# Written request
Everything from the line that holds "You are given a photograph. Your task: indicate the building in" through the end of the data below should be output exactly, both ends included.

# Record set

※ ※ ※

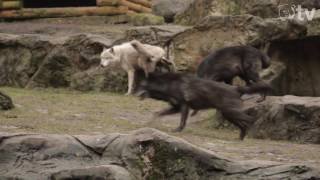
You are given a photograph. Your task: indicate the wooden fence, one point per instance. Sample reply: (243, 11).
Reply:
(13, 9)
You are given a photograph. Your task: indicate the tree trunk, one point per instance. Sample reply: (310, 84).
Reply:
(62, 12)
(130, 5)
(6, 5)
(145, 3)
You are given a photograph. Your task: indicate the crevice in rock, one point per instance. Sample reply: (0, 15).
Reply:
(302, 60)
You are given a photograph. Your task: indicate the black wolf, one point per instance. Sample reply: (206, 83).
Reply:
(184, 92)
(227, 63)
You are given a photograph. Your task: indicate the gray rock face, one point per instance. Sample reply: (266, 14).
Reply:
(143, 154)
(214, 32)
(286, 118)
(169, 8)
(47, 61)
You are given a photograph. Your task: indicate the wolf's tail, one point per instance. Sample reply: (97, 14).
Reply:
(265, 60)
(255, 88)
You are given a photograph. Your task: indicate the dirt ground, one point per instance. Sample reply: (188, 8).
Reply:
(69, 112)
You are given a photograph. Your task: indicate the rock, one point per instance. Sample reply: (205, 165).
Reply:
(47, 61)
(136, 19)
(169, 8)
(142, 154)
(274, 76)
(5, 102)
(286, 118)
(310, 4)
(155, 35)
(301, 59)
(264, 9)
(192, 45)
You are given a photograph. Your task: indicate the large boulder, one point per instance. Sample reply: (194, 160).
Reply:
(169, 8)
(155, 35)
(142, 154)
(286, 118)
(213, 32)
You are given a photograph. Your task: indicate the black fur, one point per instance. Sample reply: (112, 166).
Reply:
(185, 92)
(227, 63)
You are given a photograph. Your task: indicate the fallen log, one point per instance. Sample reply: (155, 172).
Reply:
(142, 154)
(130, 5)
(6, 5)
(62, 12)
(145, 3)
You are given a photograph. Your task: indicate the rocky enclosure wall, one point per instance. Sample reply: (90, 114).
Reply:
(142, 154)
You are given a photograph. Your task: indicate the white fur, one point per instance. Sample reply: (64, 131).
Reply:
(131, 56)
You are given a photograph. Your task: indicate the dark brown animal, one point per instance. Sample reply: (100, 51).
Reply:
(185, 92)
(227, 63)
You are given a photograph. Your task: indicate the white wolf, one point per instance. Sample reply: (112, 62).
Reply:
(132, 56)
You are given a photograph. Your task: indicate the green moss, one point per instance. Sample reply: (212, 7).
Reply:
(170, 163)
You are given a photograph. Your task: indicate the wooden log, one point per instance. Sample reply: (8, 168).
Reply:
(62, 12)
(130, 5)
(6, 5)
(144, 3)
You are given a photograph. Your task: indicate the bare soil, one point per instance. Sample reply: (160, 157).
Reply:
(61, 111)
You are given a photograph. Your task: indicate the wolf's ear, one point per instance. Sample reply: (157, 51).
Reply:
(169, 62)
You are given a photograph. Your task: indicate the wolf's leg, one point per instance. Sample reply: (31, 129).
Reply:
(130, 81)
(169, 111)
(253, 76)
(184, 116)
(239, 119)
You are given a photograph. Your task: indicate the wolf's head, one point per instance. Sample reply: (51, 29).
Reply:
(108, 57)
(151, 56)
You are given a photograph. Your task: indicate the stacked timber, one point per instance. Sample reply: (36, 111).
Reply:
(139, 6)
(27, 13)
(13, 9)
(10, 4)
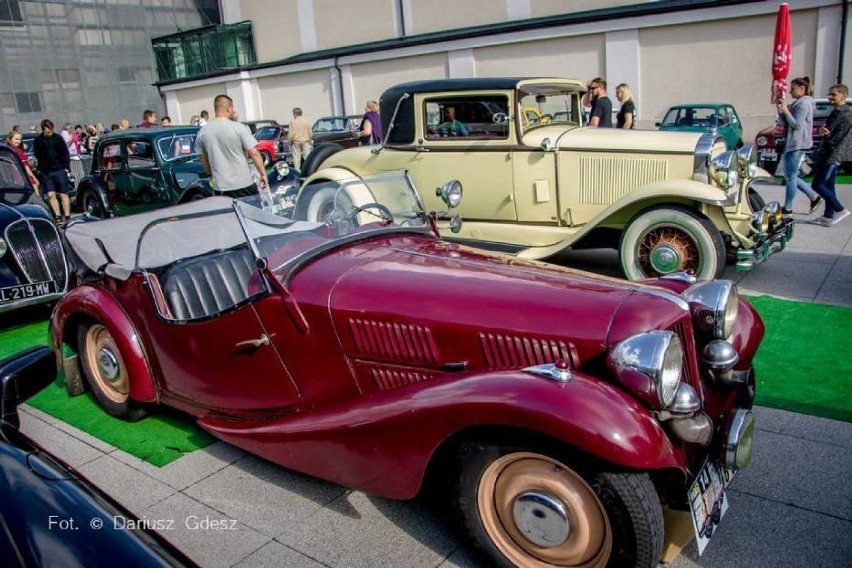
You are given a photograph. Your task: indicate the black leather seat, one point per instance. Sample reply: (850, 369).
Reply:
(208, 285)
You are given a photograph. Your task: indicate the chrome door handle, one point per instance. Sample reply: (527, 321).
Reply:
(253, 343)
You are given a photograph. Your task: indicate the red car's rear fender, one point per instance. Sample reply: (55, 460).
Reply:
(383, 443)
(88, 303)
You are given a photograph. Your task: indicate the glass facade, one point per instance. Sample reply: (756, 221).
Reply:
(198, 52)
(86, 61)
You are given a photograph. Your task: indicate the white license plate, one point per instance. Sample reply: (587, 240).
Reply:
(27, 291)
(769, 154)
(708, 500)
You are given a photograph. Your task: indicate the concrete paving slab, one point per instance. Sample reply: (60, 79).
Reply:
(790, 277)
(361, 530)
(189, 468)
(274, 555)
(835, 292)
(793, 424)
(229, 543)
(765, 533)
(63, 445)
(130, 487)
(265, 496)
(803, 473)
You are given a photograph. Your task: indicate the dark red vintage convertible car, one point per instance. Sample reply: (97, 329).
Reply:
(564, 410)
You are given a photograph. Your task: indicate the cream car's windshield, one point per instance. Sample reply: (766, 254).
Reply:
(540, 105)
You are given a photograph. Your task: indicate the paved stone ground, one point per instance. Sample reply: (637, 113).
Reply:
(791, 507)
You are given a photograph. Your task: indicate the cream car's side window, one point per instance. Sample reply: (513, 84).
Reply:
(478, 118)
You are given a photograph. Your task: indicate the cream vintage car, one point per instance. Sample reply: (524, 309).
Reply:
(668, 201)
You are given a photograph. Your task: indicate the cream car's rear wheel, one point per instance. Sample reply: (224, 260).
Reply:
(531, 509)
(106, 371)
(669, 239)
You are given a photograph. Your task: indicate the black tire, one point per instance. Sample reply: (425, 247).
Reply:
(755, 200)
(106, 373)
(266, 158)
(317, 156)
(671, 238)
(90, 203)
(599, 518)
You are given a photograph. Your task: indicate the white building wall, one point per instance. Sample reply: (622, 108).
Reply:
(708, 55)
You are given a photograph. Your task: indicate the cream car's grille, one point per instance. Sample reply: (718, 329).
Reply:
(604, 179)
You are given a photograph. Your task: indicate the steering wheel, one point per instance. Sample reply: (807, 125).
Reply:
(383, 212)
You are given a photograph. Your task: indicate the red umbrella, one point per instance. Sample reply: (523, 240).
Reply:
(782, 54)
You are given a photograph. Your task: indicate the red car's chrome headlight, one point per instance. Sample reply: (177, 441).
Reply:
(649, 364)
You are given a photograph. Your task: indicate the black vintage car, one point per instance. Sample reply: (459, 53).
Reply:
(33, 267)
(50, 515)
(141, 169)
(148, 168)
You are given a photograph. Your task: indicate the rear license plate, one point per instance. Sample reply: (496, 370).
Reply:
(708, 500)
(27, 291)
(768, 155)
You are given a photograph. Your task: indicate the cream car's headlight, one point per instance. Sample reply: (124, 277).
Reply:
(714, 306)
(747, 160)
(649, 364)
(724, 170)
(760, 221)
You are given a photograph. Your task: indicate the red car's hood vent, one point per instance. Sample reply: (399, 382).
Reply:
(403, 343)
(513, 352)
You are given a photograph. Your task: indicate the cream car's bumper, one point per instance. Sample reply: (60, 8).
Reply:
(765, 245)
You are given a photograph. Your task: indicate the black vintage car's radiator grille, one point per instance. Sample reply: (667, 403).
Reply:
(38, 251)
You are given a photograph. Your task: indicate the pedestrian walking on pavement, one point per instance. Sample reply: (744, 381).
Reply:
(799, 118)
(601, 113)
(836, 149)
(53, 164)
(222, 146)
(299, 137)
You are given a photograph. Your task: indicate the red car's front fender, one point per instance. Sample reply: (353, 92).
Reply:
(382, 443)
(88, 303)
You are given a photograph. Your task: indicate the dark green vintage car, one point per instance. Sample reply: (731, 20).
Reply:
(720, 118)
(142, 169)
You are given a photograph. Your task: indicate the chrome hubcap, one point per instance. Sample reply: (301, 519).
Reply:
(665, 258)
(108, 364)
(541, 518)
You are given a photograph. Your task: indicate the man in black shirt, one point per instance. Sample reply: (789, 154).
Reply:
(601, 114)
(53, 163)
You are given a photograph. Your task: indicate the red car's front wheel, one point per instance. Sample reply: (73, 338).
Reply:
(106, 372)
(528, 508)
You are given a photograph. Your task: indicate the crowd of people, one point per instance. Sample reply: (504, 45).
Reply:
(221, 137)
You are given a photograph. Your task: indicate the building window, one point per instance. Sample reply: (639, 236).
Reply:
(28, 102)
(10, 11)
(126, 75)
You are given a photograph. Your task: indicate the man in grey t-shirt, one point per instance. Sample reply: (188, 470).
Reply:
(222, 145)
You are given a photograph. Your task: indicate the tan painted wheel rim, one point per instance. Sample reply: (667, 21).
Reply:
(104, 360)
(667, 249)
(589, 541)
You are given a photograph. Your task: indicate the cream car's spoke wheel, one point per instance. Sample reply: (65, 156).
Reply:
(673, 238)
(104, 360)
(668, 249)
(538, 512)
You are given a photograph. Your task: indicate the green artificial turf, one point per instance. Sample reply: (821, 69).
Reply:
(803, 365)
(158, 439)
(804, 362)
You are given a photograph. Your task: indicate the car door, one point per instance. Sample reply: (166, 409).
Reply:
(218, 354)
(479, 156)
(138, 185)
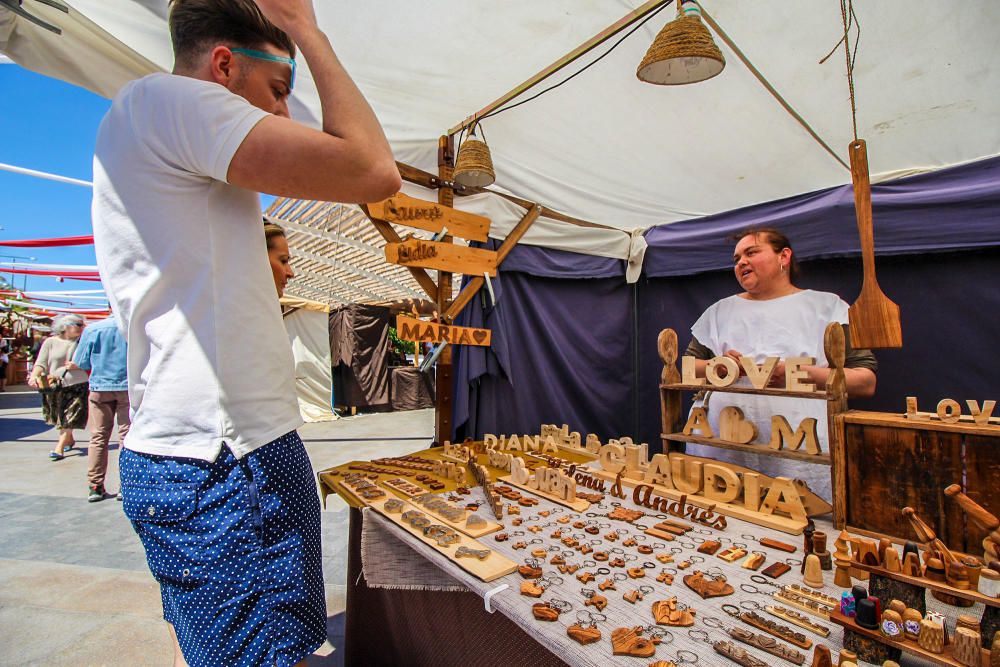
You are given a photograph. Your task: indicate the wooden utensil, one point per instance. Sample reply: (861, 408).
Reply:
(874, 318)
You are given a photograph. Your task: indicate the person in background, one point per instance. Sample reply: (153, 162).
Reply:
(215, 479)
(773, 317)
(63, 390)
(102, 351)
(278, 256)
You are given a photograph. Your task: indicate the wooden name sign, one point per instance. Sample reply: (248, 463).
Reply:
(526, 443)
(410, 328)
(430, 216)
(724, 371)
(949, 411)
(735, 491)
(442, 256)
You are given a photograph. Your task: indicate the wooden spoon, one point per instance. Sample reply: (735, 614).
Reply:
(874, 318)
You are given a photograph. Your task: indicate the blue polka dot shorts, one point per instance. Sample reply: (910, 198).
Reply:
(235, 547)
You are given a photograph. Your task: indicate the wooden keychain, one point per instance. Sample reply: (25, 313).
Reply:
(765, 643)
(585, 630)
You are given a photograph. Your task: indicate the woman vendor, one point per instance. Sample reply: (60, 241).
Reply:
(774, 318)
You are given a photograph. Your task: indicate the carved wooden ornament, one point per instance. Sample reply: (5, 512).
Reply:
(707, 586)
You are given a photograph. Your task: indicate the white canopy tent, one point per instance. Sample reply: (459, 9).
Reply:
(309, 332)
(606, 147)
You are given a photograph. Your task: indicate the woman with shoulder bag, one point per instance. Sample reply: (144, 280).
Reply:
(64, 391)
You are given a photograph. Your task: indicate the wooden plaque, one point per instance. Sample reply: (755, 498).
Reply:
(410, 328)
(430, 216)
(494, 566)
(442, 256)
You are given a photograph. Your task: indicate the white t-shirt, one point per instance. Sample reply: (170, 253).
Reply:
(183, 258)
(789, 326)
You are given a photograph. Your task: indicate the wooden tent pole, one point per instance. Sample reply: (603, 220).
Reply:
(443, 378)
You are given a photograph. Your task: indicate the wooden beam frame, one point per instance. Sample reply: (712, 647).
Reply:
(476, 283)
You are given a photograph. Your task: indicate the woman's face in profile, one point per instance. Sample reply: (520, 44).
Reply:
(281, 263)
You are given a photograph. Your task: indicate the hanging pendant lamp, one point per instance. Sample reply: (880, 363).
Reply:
(683, 52)
(474, 166)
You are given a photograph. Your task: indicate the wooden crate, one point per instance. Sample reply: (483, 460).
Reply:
(893, 462)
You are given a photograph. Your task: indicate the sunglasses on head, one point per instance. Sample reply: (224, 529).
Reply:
(264, 55)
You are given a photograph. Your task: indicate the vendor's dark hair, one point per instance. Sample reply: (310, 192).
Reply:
(778, 241)
(198, 25)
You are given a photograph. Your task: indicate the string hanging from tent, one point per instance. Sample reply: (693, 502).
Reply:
(49, 243)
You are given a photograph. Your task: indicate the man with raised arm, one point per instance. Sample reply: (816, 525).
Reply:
(215, 479)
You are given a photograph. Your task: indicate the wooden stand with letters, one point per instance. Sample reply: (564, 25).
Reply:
(794, 442)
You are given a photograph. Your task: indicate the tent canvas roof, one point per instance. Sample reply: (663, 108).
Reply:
(606, 147)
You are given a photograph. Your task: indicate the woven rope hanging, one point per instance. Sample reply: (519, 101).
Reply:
(683, 52)
(474, 166)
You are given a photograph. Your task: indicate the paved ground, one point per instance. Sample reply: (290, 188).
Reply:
(75, 587)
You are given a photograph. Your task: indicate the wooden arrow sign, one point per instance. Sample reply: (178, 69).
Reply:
(409, 328)
(443, 256)
(430, 216)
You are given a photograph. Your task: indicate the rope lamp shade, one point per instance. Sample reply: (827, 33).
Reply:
(683, 52)
(474, 166)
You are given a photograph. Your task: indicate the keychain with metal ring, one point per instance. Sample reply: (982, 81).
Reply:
(700, 636)
(761, 579)
(656, 632)
(682, 660)
(559, 605)
(716, 623)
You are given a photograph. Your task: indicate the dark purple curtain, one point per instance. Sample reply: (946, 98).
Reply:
(948, 209)
(561, 350)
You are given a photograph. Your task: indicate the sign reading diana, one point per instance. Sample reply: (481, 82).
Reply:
(409, 328)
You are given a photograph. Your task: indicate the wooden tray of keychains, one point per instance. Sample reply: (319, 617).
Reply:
(492, 567)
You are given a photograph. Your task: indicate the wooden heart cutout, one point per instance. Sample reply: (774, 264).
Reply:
(734, 428)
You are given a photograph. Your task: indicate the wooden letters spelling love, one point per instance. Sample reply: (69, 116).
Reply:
(410, 328)
(949, 411)
(796, 379)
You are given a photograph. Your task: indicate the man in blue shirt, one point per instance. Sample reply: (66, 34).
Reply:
(101, 351)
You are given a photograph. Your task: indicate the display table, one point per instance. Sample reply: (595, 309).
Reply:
(449, 627)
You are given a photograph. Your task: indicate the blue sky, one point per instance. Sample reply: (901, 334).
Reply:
(47, 125)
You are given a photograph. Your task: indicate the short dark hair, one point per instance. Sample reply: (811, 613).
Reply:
(775, 238)
(197, 25)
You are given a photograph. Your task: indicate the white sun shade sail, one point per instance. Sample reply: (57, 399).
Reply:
(606, 147)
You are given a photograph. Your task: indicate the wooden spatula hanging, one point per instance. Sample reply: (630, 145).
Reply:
(874, 318)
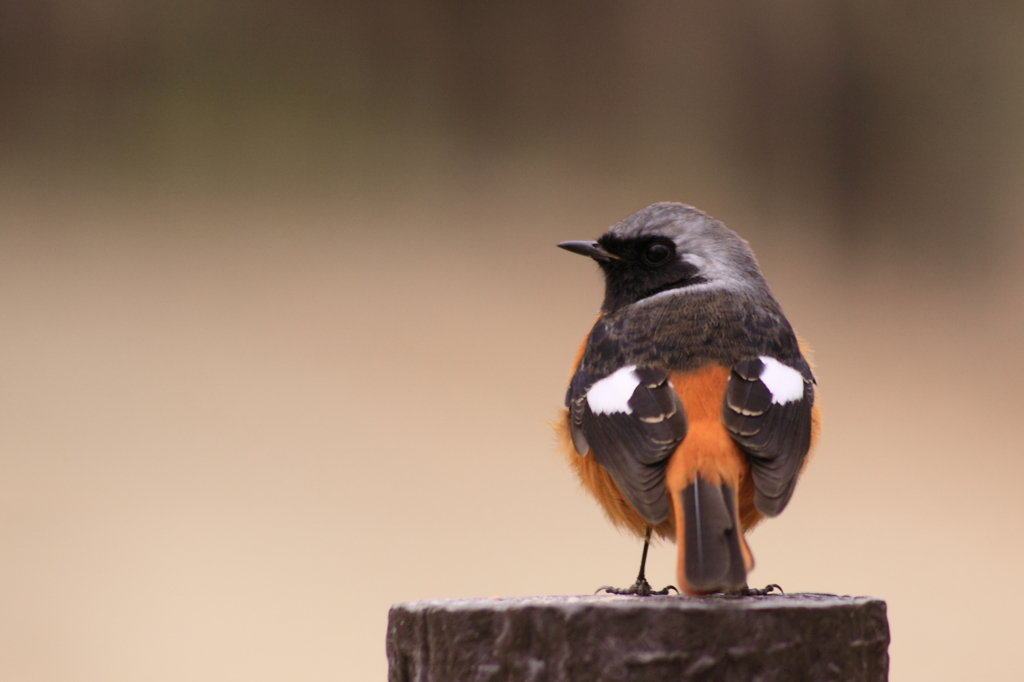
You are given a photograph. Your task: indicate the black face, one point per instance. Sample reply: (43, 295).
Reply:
(644, 266)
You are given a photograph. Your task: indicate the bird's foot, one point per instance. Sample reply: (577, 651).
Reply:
(641, 589)
(754, 592)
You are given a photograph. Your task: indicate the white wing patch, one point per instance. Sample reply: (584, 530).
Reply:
(784, 383)
(612, 393)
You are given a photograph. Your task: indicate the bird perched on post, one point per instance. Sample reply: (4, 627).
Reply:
(691, 408)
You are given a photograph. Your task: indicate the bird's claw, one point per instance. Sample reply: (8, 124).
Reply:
(754, 592)
(640, 589)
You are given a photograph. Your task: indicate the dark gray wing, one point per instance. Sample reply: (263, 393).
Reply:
(632, 421)
(767, 410)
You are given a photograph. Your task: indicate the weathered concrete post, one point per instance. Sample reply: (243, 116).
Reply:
(606, 638)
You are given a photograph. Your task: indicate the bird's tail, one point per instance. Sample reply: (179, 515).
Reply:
(713, 554)
(704, 476)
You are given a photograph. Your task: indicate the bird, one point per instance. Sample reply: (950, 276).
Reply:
(690, 411)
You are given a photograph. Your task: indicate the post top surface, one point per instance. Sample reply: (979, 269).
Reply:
(571, 602)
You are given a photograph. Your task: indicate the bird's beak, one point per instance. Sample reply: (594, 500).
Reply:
(591, 249)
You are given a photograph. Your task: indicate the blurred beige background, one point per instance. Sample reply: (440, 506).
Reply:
(282, 321)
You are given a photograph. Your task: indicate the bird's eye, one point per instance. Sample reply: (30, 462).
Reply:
(656, 253)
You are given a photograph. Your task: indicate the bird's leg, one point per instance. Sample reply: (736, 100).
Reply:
(641, 588)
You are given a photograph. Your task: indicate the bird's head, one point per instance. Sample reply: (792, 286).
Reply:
(668, 247)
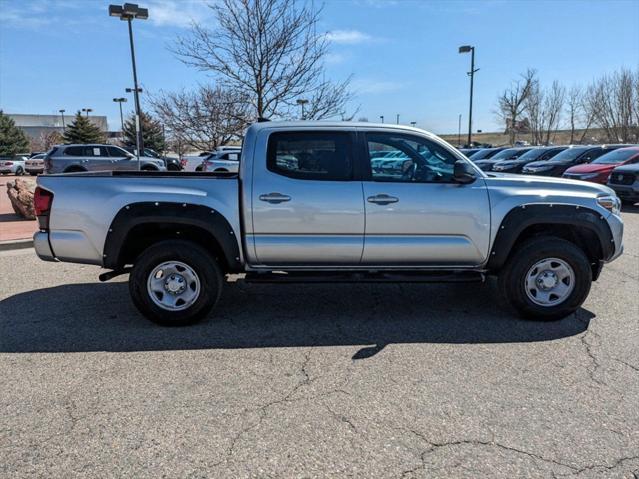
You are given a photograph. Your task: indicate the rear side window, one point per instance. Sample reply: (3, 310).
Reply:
(311, 156)
(86, 150)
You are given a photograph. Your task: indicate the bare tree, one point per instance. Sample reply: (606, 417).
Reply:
(270, 51)
(612, 102)
(544, 107)
(512, 101)
(202, 119)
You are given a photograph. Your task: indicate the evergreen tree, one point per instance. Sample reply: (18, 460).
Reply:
(152, 134)
(12, 139)
(82, 131)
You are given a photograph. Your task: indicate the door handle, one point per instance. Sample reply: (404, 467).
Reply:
(382, 199)
(275, 198)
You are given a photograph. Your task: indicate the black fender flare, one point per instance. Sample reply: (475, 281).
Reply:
(522, 217)
(187, 214)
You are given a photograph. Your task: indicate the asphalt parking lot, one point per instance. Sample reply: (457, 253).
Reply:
(316, 381)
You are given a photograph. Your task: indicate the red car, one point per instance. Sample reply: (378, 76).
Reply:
(599, 170)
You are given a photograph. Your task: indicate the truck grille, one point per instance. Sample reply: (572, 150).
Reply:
(622, 178)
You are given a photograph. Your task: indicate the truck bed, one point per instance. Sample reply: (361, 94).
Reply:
(85, 204)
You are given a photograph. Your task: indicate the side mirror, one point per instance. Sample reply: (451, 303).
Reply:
(463, 173)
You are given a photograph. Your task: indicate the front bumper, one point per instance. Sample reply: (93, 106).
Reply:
(626, 192)
(616, 228)
(42, 246)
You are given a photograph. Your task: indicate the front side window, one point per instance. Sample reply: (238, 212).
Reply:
(311, 156)
(116, 152)
(404, 158)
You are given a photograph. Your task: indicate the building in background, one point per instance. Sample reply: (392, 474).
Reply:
(37, 126)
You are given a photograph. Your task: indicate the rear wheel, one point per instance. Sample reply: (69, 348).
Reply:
(546, 279)
(175, 283)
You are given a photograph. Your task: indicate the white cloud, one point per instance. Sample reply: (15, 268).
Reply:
(376, 86)
(348, 37)
(177, 13)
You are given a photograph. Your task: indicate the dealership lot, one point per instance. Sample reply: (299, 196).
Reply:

※ ※ ※

# Result of this task
You are given a photograph. Your task: indicate the building in background, one point per instance. Sample reply: (392, 474).
Reply:
(37, 126)
You are given a photograph. Your task: indicate the rear wheel, one point per instance. Sample reply: (69, 348).
Reply:
(546, 279)
(175, 283)
You are given a photograph. Your task: indicate the white cloud, one point per instance. Sample reply: (15, 268).
Reply:
(376, 86)
(348, 37)
(177, 13)
You are given a photograph. Your task: indicate the dealership lot, one point per instance. Sample reply: (299, 196).
Reply:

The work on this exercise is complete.